* **ACTIVITY**: The answer should consist of all the records, copied exactly.

* **SOURCE DATA**:
# # # # # # #

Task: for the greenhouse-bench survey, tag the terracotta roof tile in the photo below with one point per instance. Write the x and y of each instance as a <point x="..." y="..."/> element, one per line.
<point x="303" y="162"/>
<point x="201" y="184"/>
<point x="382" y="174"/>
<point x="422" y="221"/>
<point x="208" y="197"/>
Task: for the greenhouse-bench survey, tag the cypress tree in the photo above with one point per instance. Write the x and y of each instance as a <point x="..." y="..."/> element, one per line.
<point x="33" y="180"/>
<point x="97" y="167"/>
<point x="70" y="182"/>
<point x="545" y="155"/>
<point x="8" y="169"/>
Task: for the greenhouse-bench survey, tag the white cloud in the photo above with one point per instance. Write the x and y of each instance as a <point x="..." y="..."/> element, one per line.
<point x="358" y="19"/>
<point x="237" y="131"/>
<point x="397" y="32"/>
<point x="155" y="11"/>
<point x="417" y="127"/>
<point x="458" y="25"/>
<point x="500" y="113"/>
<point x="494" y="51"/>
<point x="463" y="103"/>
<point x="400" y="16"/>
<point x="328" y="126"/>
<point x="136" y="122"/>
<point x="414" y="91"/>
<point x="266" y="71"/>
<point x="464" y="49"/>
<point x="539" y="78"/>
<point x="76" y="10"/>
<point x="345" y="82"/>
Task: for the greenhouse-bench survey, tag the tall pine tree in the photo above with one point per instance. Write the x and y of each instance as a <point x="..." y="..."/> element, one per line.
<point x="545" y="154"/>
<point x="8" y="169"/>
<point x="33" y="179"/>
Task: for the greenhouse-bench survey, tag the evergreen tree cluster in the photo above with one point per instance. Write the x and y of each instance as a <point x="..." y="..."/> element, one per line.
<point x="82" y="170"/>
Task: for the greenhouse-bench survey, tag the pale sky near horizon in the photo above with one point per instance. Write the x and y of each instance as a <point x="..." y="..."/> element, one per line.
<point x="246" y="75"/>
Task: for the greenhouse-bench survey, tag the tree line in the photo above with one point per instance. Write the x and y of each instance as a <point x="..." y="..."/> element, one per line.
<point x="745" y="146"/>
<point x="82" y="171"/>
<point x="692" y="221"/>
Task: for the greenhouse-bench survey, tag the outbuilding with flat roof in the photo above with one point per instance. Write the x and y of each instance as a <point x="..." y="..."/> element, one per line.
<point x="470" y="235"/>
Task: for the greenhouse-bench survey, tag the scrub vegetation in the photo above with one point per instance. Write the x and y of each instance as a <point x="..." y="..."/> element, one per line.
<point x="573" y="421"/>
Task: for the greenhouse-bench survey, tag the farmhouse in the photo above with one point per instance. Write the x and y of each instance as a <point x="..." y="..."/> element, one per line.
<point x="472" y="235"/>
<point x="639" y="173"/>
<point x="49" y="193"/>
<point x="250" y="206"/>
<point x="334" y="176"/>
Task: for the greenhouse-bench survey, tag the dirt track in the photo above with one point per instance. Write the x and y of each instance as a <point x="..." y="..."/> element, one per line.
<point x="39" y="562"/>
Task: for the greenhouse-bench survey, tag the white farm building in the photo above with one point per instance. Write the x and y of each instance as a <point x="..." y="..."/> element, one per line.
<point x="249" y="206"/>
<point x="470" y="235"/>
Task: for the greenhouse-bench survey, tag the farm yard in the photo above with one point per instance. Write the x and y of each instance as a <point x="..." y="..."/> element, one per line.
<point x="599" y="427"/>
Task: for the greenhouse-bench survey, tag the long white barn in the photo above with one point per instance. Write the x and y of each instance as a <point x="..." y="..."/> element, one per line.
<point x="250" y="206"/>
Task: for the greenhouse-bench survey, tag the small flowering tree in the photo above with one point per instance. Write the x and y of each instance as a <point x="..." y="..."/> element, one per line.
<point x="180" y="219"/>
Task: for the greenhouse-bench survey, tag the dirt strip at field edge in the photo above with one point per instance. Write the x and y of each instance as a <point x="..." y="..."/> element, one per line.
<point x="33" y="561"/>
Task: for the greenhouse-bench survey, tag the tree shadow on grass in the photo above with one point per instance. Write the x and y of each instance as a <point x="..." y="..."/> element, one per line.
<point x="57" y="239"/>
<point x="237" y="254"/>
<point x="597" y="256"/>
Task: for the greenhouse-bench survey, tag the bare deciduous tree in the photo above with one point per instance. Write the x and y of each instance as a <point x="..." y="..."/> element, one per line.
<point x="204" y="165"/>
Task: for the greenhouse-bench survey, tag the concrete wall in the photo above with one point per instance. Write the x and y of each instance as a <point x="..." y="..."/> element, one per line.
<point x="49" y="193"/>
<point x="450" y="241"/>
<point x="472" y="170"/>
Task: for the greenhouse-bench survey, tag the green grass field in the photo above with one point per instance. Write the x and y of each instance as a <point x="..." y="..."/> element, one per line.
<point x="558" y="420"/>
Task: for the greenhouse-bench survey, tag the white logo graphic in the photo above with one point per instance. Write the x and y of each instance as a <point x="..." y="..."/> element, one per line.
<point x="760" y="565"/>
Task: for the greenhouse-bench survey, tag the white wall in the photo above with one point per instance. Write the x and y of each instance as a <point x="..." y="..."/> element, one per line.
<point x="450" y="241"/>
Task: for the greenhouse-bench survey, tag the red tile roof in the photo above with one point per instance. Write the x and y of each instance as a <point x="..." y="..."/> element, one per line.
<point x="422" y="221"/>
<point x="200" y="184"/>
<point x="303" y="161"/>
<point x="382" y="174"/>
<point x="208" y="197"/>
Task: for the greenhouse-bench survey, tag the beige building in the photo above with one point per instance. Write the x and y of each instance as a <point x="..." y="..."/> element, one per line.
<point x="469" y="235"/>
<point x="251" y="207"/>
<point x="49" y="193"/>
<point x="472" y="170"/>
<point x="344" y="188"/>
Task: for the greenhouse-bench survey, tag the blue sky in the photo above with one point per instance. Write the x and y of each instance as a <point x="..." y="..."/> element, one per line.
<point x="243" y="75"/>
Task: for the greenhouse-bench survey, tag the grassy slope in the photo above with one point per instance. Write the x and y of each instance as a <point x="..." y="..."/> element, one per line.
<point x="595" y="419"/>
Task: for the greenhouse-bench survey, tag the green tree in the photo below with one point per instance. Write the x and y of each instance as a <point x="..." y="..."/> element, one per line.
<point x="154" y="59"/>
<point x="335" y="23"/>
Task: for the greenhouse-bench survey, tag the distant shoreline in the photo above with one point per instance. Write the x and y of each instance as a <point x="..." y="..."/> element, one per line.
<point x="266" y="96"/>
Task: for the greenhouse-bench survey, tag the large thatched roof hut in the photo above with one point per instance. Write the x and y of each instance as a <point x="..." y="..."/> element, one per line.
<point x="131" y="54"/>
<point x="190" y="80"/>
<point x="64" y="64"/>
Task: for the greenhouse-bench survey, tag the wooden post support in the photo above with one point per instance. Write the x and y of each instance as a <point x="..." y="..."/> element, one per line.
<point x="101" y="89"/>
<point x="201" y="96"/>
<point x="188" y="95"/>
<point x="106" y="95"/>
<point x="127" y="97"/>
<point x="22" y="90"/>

# # # # # # #

* **WRITTEN ANSWER**:
Task: for the greenhouse-bench survey, tag the terracotta roof tile in the photo below with one point per instance. Write the x and y of each instance as a <point x="..." y="..."/> element, one per line.
<point x="303" y="162"/>
<point x="201" y="184"/>
<point x="382" y="174"/>
<point x="422" y="221"/>
<point x="208" y="197"/>
Task: for the greenhouse-bench survey, tag the cypress tree in the photo above with one point per instance. Write the x and y of each instance as a <point x="..." y="..."/> element, one per line.
<point x="33" y="180"/>
<point x="97" y="167"/>
<point x="70" y="182"/>
<point x="545" y="155"/>
<point x="8" y="169"/>
Task: for the greenhouse-bench survey, tag the white cloud in the photo above with one point per instance. Write the x and y of each instance as a <point x="..." y="..."/> element, one per line.
<point x="358" y="19"/>
<point x="237" y="131"/>
<point x="397" y="32"/>
<point x="155" y="11"/>
<point x="417" y="127"/>
<point x="458" y="25"/>
<point x="500" y="113"/>
<point x="494" y="51"/>
<point x="463" y="103"/>
<point x="400" y="16"/>
<point x="328" y="126"/>
<point x="136" y="122"/>
<point x="414" y="91"/>
<point x="266" y="71"/>
<point x="464" y="49"/>
<point x="539" y="78"/>
<point x="76" y="10"/>
<point x="345" y="82"/>
Task: for the greenhouse-bench survey, tag the tall pine tree in the photo above with one point per instance. Write the x and y of each instance as a <point x="..." y="..."/> element, one per line.
<point x="545" y="154"/>
<point x="8" y="169"/>
<point x="33" y="179"/>
Task: for the greenhouse-bench survey, tag the evergreen tree cluster in the photo above with one point per instance. Write the x and y of each instance as a <point x="..." y="..."/> element, one per line.
<point x="82" y="170"/>
Task: for the greenhouse-bench survey, tag the pale sky near horizon in the photo above with one point per instance. Write the x and y of each instance as a <point x="..." y="..."/> element, one per line.
<point x="246" y="75"/>
Task: for the greenhouse-bench survey, tag the tree line in the photo above with one point per instance. Write the x and y of each instance as a <point x="..." y="..."/> element, one per line.
<point x="745" y="146"/>
<point x="82" y="171"/>
<point x="692" y="221"/>
Task: for the greenhouse-bench survey, tag the outbuilding with flat roof in the photo above with one point per instance. Write the x and y of each instance as a <point x="..." y="..."/> element, one per line.
<point x="470" y="235"/>
Task: for the greenhouse-bench survey, tag the scrub vegetation in the photo above with one point per instance. Write the x and y of each instance as a <point x="..." y="..."/> element, one per line.
<point x="573" y="421"/>
Task: for the greenhouse-bench survey, tag the farmhouse in the photo above with one point per instance. Write the x and y of each instance as a <point x="..." y="..."/> element, one per line.
<point x="472" y="235"/>
<point x="639" y="173"/>
<point x="49" y="193"/>
<point x="250" y="206"/>
<point x="334" y="176"/>
Task: for the greenhouse-bench survey, tag the dirt track in the photo above with one point per instance. Write the x and y of each instance as a <point x="..." y="..."/> element, one per line.
<point x="39" y="562"/>
Task: for the greenhouse-bench survey, tag the white farm building in the photo above with one point per instance. Write the x and y of each instance as a <point x="..." y="..."/> element, one per line.
<point x="249" y="206"/>
<point x="470" y="235"/>
Task: for the greenhouse-bench survey, tag the farm yard in the photo above with one point per instance. Write the x and y of each instance as a <point x="..." y="..."/> element, one per line.
<point x="599" y="427"/>
Task: for the greenhouse-bench survey, tag the long white barn in the photo above with one point per instance. Write the x and y of each instance as a <point x="..." y="..."/> element, one per line.
<point x="250" y="206"/>
Task: for the greenhouse-bench survey, tag the small flowering tree in the photo above with one point per instance. Write the x and y of each instance as a <point x="..." y="..."/> element, one per line.
<point x="180" y="219"/>
Task: for the greenhouse-bench survey, tag the dirt strip at field edge in the photo above with one point per instance. Write the x and y of each instance as a <point x="..." y="..."/> element, one per line.
<point x="33" y="561"/>
Task: for the greenhouse-bench survey, tag the tree shadow on grass in the photo above with one point per instance. Write the x and y of each instance as a <point x="..." y="..."/> element, one per line.
<point x="57" y="239"/>
<point x="237" y="254"/>
<point x="597" y="256"/>
Task: for the greenhouse-bench survey, tag the bare deciduous tree in the photo above with one point per instance. Write the x and y of each instance as a <point x="..." y="..."/> element, one per line.
<point x="204" y="165"/>
Task: for the greenhouse-bench survey, tag the concrete wall in the photo above with one point per instance. Write the x and y of each instance as a <point x="..." y="..."/> element, one per line.
<point x="49" y="193"/>
<point x="450" y="241"/>
<point x="472" y="170"/>
Task: for the greenhouse-bench survey, tag the green grass field in the photo above with one point per instance. Write the x and y of each instance as a <point x="..." y="..."/> element, one per line.
<point x="558" y="420"/>
Task: for the greenhouse-bench survey, tag the white logo graphic in the photo above with one point per instance. Write the x and y of each instance as a <point x="..." y="..."/> element, one per line.
<point x="760" y="565"/>
Task: for the greenhouse-bench survey, tag the white wall in the photo above with one point per instance. Write the x and y of each instance as a <point x="..." y="..."/> element, one per line.
<point x="450" y="241"/>
Task: for the greenhouse-bench survey, tag the red tile roof in the photo above with one point per instance. Write the x and y of each instance as a <point x="..." y="..."/> element, one per line.
<point x="422" y="221"/>
<point x="200" y="184"/>
<point x="303" y="161"/>
<point x="382" y="174"/>
<point x="208" y="197"/>
Task: for the greenhouse-bench survey, tag the beige building in the photo above with one point per instance. Write the x and y of each instance as a <point x="..." y="..."/> element, one per line.
<point x="469" y="235"/>
<point x="251" y="207"/>
<point x="49" y="193"/>
<point x="472" y="170"/>
<point x="344" y="188"/>
Task: for the greenhouse-bench survey, tag the blue sky in the photo above with one point per instance. Write the x and y of each instance as a <point x="..." y="..."/> element, one per line.
<point x="243" y="75"/>
Task: for the greenhouse-bench survey, tag the grassy slope in the photo above with one point per instance. Write the x and y of each instance as a <point x="..." y="..."/> element, one per line.
<point x="595" y="419"/>
Task: for the greenhouse-bench survey, tag the green tree in the photo below with one point per instance. Write the x and y of each instance as a <point x="..." y="..."/> element, one per line.
<point x="154" y="59"/>
<point x="335" y="23"/>
Task: for the greenhouse-bench survey, tag the distant shoreline in the photo above with one point per instance. Write the x and y of each instance as a <point x="..." y="..."/> element, one per line.
<point x="266" y="96"/>
Task: for the greenhouse-bench survey, tag the large thatched roof hut in the photo above with one point per instance. Write the x and y of each instance as a <point x="..." y="..."/> element, one per line.
<point x="131" y="54"/>
<point x="190" y="80"/>
<point x="64" y="64"/>
Task: for the greenhouse-bench survey, tag the wooden post support in the photo above with one point per instance. Write the x and y of each instance as a <point x="..." y="..."/> element, one per line.
<point x="101" y="89"/>
<point x="201" y="96"/>
<point x="188" y="95"/>
<point x="106" y="95"/>
<point x="127" y="97"/>
<point x="22" y="90"/>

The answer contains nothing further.